Énoncé proposé 1
Actualisez les enregistrements situés entre la ligne contenant « Scan the screenshot above and identify where the shadow » et la fin des enregistrements, bornes incluses, en remplaçant « white cloud » par « gray cloud » sans rien changer d'autre, puis donnez uniquement ces lignes.

Texte fourni
Le rhythm and blues, en particulier, et les musiques afro-américaines en général sont une des sources dans lesquelles il puise régulièrement, et ce dès son second single, une reprise du Whole lotta shakin’ goin’ on de Big Maybelle. Dès les premières années, les emprunts au catalogue de Ray Charles (What’d I say, Hit the road Jack) ou au répertoire soul de l’époque (Money, Hi-heel sneakers) côtoient les reprises d’Hank Williams ou de Moon Mullican. Symboliquement, tant Great balls of fire que Whole lotta shakin’ goin’ on parviennent au sommet des hit-parades country et R&B…

Même confortablement installé dans le monde très conservateur de la country, il continue à intégrer dans son répertoire des titres de Bobby Bland (Turn on your love light), Percy Sledge (When a man loves a woman) ou des classiques de R&B comme Drinkin’ wine spo-dee-o-dee. Si ses problèmes personnels finissent par impacter sa carrière discographique dans le courant des années 1980, sans l’interrompre, il continue à se produire régulièrement sur scène jusqu’en 2019, et connaît une sorte de revival discographique dans les années 2000 et 2010, avec une série d’albums l’associant souvent à des collègues venus d’horizons très divers, de Solomon Burke à Kid Rock en passant par Mavis Staples, Eric Clapton ou B.B. King. Sa musique a largement été compilée, et le label Bear Family, en particulier, a édité une série de coffrets de référence portant sur ses années Sun, Smash et Mercury.

Données fournies
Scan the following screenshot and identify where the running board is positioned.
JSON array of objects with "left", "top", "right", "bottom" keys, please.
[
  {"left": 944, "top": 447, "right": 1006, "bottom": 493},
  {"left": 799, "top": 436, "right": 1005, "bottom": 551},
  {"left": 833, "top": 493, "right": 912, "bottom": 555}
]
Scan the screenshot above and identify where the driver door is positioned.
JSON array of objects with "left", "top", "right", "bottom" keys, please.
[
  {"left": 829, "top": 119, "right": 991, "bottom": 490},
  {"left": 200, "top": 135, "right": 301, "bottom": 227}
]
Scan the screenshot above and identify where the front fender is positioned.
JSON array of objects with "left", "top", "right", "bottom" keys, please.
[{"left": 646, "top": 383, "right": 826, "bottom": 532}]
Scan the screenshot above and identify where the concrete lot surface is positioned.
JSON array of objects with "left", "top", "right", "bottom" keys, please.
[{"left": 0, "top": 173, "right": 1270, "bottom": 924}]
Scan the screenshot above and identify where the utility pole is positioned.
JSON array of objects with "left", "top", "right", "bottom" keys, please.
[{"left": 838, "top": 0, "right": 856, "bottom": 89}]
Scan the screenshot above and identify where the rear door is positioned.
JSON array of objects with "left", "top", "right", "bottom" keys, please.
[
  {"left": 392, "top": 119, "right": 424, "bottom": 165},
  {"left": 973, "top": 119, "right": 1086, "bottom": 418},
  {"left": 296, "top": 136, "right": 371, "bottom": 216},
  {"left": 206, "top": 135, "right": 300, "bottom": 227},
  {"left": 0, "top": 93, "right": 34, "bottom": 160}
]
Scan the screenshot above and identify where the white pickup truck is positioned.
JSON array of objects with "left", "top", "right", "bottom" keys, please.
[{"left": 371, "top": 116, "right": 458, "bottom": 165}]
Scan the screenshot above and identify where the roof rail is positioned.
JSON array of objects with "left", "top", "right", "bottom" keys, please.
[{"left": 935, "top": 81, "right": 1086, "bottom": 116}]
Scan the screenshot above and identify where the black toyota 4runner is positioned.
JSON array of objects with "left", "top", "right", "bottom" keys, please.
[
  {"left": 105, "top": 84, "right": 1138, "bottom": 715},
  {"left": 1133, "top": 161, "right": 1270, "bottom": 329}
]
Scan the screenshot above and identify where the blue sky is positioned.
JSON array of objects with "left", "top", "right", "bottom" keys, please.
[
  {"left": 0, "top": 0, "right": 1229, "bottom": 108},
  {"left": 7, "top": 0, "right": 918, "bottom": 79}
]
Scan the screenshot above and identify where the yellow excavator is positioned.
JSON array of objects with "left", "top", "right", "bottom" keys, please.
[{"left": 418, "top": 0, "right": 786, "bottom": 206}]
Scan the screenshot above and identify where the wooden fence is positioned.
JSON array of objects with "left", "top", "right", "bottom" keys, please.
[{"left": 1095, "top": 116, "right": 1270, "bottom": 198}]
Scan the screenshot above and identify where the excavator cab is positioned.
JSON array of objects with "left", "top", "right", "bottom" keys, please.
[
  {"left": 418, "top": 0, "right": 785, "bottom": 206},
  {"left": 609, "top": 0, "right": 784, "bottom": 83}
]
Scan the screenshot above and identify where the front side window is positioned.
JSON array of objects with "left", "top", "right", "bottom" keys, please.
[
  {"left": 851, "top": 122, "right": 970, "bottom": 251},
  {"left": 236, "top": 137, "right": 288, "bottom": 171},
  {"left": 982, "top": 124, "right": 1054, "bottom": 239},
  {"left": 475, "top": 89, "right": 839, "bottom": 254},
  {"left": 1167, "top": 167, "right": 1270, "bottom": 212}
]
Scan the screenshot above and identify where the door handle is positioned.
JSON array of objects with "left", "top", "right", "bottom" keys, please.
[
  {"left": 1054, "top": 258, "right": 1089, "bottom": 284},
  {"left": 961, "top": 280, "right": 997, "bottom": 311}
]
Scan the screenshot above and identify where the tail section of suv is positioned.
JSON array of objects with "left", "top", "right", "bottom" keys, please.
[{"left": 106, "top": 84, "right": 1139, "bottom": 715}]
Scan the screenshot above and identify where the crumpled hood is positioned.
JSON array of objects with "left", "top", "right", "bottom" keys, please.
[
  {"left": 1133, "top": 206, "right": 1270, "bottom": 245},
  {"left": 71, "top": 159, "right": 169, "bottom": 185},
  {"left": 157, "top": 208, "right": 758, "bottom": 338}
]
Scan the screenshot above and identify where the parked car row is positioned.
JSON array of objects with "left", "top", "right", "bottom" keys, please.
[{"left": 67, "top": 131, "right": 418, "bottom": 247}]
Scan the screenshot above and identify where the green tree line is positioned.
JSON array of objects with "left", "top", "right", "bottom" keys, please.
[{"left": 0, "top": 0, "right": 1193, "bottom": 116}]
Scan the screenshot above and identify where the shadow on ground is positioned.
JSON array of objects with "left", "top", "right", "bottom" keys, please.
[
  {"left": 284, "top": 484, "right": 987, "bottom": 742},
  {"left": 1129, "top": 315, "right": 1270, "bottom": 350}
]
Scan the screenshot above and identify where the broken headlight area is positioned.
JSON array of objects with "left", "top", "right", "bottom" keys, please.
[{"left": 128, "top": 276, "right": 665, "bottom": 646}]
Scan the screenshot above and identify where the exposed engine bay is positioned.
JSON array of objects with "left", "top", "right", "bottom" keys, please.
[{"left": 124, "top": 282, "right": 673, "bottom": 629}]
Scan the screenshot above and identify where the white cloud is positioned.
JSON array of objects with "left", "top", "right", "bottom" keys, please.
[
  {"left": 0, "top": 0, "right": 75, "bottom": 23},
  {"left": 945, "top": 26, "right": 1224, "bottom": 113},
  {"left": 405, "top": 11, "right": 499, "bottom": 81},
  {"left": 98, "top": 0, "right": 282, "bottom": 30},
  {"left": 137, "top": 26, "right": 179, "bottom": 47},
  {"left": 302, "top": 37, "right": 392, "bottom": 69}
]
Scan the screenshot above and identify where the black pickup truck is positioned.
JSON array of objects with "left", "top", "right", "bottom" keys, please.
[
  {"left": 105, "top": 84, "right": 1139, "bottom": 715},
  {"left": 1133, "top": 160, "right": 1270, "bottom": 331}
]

Énoncé proposé 2
Poursuivez le texte consacré à la carrière du musicien et à ses emprunts au rhythm and blues, à partir de sa dernière phrase.

Réponse rédigée 1
Scan the screenshot above and identify where the shadow on ground is positioned.
JSON array of objects with "left", "top", "right", "bottom" keys, please.
[
  {"left": 284, "top": 484, "right": 987, "bottom": 742},
  {"left": 1129, "top": 315, "right": 1270, "bottom": 350}
]
Scan the screenshot above and identify where the broken headlight area is positioned.
JSON array of objects with "left", "top", "right", "bottom" keys, please.
[{"left": 128, "top": 276, "right": 665, "bottom": 646}]
Scan the screenshot above and identify where the exposed engine bay is positioned.
JSON array of objects with "left", "top", "right", "bottom" keys, please.
[{"left": 124, "top": 282, "right": 673, "bottom": 629}]
Scan the screenshot above and identify where the gray cloud is positioned.
JSON array of objects with "left", "top", "right", "bottom" keys, please.
[
  {"left": 0, "top": 0, "right": 75, "bottom": 23},
  {"left": 945, "top": 26, "right": 1224, "bottom": 113},
  {"left": 405, "top": 11, "right": 499, "bottom": 81},
  {"left": 98, "top": 0, "right": 282, "bottom": 30},
  {"left": 137, "top": 26, "right": 179, "bottom": 47},
  {"left": 302, "top": 37, "right": 392, "bottom": 69}
]
Scan the screenshot above and identify where the black pickup truck is positioned.
JSON array of objects with "left", "top", "right", "bottom" keys, please.
[
  {"left": 105, "top": 84, "right": 1139, "bottom": 715},
  {"left": 1133, "top": 160, "right": 1270, "bottom": 331}
]

Réponse rédigée 2
Texte : Frédéric Adrian
Photo d’ouverture : DR / Collection Gilles Pétard

© DR

Jerry Lee, le pianiste

Hommage par Philippe Grancher

Hormis sa voix traînante si particulière, typique du Sud, et sa vie ahurissante, parfois dramatique, Jerry Lee restera comme un pianiste unique, d’une virtuosité confondante, et qui n’a jamais été égalé par quiconque.

Il est du reste curieux de constater que parmi les grands musiciens fondateurs du rock ‘n’ roll, trois sont pianistes (Fats Domino, Little Richard et lui) et deux seulement guitaristes (Chuck Berry, Bo Diddley). Ces cinq-là ont peu ou prou codifié l’ensemble du genre, chose assez incroyable pour un mouvement musical qui a renversé le monde !

La première influence de JLL, selon ses propres dires, est le cow-boy pianiste Moon Mullican, mais Jerry Lee sera en réalité plongé dans les 88 touches d’ivoire depuis le biberon : son père jouait, sa sœur Linda Gail joue, ses deux cousins germains jouent aussi (Mickey Gilley, artiste country à succès qui vient de mourir, et le prédicateur Jimmy Lee Swaggart). Le père jouait du blues dans un style primitif très authentique, la sœur imite son frère sans grand génie, Mickey Gilley était un très bon pianiste, lui, quant au prédicateur larmoyant Jimmy Lee, il agrémente ses prêches parlés de notes éparses au piano.

Le style rock ‘n’ roll de Jerry Lee est mondialement connu, puisqu’il a quasi inventé la plupart des plans rock au piano, mais c’est un pianiste bien supérieur et varié que cette simple image de cogneur, notamment grâce à une inventivité constante, proche du train fantôme par instants : il est capable de tout entreprendre sur un clavier sans aucune inhibition, de lancer d’absurdes contretemps volontaires, de gravir des montées chromatiques sans rapport avec le morceau, de soudain faire intervenir un contrechant de la main gauche à deux fois la vitesse du tempo, etc.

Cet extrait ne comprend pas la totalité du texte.